=== What to work on ===
What are the lines from the one containing "Place a point on each instance of the white" through the end of the listing below? Return them exactly, and only them.

- Opening Delimiter -

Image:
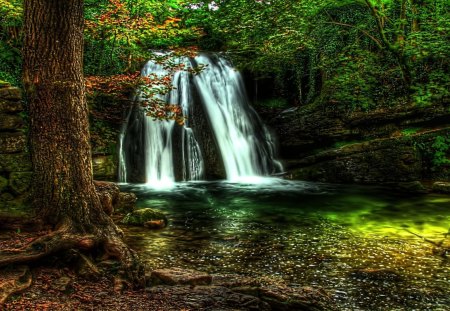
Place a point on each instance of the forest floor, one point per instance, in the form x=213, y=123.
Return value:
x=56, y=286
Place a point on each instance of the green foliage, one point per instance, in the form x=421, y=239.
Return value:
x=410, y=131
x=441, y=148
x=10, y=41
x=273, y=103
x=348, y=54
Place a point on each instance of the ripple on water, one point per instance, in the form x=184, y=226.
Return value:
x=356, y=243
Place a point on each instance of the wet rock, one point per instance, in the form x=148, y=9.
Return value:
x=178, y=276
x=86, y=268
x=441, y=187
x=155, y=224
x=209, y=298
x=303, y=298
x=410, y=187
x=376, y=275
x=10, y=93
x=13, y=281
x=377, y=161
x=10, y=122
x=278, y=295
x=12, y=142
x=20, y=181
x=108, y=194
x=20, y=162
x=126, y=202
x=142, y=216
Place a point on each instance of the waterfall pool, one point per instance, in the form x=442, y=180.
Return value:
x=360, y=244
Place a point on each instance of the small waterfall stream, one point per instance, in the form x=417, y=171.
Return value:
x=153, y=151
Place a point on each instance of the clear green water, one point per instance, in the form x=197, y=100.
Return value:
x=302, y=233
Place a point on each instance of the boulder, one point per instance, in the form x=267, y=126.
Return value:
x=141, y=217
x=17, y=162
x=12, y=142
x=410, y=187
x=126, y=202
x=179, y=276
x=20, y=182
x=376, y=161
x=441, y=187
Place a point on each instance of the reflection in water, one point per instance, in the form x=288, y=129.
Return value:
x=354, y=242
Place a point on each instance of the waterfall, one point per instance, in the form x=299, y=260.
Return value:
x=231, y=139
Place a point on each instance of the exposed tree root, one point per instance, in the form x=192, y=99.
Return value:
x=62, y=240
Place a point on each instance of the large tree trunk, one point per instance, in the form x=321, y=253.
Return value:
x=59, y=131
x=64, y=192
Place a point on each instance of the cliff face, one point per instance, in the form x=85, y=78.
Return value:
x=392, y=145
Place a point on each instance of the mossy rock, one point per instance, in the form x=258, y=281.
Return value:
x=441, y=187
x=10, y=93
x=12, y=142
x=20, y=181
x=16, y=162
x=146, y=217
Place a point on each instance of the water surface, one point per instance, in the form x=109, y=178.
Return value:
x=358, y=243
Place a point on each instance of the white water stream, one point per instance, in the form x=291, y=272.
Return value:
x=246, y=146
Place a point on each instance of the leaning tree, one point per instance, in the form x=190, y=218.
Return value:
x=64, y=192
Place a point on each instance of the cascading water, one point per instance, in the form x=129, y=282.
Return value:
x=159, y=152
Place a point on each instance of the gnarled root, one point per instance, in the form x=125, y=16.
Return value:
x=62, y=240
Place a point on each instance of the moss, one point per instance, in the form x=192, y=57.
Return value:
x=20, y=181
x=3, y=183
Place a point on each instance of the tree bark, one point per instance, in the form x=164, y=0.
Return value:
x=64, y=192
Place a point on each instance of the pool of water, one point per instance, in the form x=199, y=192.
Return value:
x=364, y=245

- Closing Delimiter -

=== Answer below ===
Place a point on each instance of the white water stream, one point per instance, in the form x=291, y=272.
Return value:
x=246, y=146
Place a point on each instance of the leaning tree, one point per instance, in the form x=190, y=218.
Return value:
x=64, y=192
Place a point on each instance of the cascading water, one point per instance, in the form x=129, y=282.
Return value:
x=159, y=152
Place a point on each instance of the gnarled root, one point per instance, in the form x=125, y=16.
Return value:
x=62, y=240
Place a point on each instance of the moss, one point per instance, in the form x=192, y=57.
Return value:
x=20, y=181
x=3, y=183
Place a point on each instance of the tree bark, one point per instance, in the form x=164, y=0.
Return value:
x=64, y=192
Place a point on each instance of the pool of water, one point per instance, in the form x=199, y=192.
Return value:
x=364, y=245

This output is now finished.